10. Instruction No. 9, given at request of defendant, is claimed to be outside any issue in the case. It reads: “If you believe from the evidence that the collision referred to by the witness happened by mere accident, without any fault on the part of defendant or its employees, then the plaintiff cannot recover in this action.” We cannot perceive but that this instruction substantially, though briefly, stated what appears in more detail elsewhere in several instructions. There is no pretense by anyone that the collision was the result of design, or that it was not accidental. “Without any fault” was equivalent to saying “without negligence.” There was certainly evidence tending to show that the collision was accidental.

11. Instructions given for defendant, 13 to 23, inclusive, relate in one way or another to the measure of plaintiff’s recovery. It does not seem to us as necéssary to notice the principles of law involved in these directions to the jury, inasmuch as we must assume that the jury found there was no injury or damage whatever for which defendant was liable. Conceding error in the law given by the court as to the measure of damage, it could not have prejudiced plaintiff, for the jury did not reach the question of plaintiff’s actual damage.

===============

== EXERCISES TO COMPLETE ==
1. In the court opinion excerpt, which phrase from Instruction No. 9 does the court treat as meaning the same as "without negligence"?
2. Summarize the court opinion excerpt in two sentences.
The records that follow come from a separate source.

[Referring expression pointing data]
===============

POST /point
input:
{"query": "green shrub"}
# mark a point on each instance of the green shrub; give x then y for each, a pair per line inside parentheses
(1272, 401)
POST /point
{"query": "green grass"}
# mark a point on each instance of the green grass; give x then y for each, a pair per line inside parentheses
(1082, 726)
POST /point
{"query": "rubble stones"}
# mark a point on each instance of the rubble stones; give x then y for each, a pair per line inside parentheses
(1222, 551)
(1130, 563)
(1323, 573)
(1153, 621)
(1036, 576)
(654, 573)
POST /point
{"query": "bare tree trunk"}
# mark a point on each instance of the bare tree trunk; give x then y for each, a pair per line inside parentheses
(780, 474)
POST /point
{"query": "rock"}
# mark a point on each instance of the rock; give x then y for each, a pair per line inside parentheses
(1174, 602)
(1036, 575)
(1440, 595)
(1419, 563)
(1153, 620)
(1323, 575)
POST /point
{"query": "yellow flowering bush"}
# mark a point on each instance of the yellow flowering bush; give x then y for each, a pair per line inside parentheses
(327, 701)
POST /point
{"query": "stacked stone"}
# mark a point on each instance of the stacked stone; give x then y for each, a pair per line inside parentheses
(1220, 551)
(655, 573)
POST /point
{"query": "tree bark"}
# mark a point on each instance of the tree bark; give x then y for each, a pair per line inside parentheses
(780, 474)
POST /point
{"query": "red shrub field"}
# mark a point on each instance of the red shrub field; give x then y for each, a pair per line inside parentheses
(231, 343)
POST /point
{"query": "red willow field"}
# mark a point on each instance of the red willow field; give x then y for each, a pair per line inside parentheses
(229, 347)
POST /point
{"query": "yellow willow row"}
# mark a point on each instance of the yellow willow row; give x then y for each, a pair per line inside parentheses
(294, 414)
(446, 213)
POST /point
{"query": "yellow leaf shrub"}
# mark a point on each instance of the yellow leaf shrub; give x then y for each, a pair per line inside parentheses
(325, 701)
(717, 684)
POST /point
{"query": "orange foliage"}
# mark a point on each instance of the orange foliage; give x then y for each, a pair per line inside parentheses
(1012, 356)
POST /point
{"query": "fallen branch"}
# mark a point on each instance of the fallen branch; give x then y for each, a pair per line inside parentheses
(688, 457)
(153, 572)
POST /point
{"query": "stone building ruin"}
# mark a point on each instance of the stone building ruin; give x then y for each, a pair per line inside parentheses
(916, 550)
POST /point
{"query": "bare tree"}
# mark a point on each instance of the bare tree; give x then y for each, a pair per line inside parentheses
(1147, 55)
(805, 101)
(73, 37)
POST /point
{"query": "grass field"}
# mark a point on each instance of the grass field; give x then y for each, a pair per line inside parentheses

===============

== ANSWERS TO THE TASKS ==
1. "Without any fault."

2. The court holds that Instruction No. 9, which told the jury the plaintiff could not recover if the collision was a mere accident without fault by the defendant, briefly stated what other instructions covered and was supported by evidence that the collision was accidental. It also holds that any error in Instructions 13 to 23 on the measure of damages could not have prejudiced the plaintiff, because the jury never reached the question of actual damage.